◆ What is expected ◆
The full listing, word for word and free of images, is the expected result.

◆ Extracted material ◆
[Start of Attachment]
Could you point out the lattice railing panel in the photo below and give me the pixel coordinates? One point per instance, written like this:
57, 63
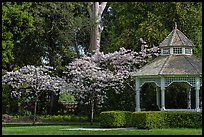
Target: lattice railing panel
148, 80
169, 80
[End of Attachment]
◆ Solution for this task ◆
Could you point out the lattice railing panel in the photo below and give me the pixel coordinates? One point per instance, written like this:
57, 63
Target: lattice railing panel
148, 80
169, 80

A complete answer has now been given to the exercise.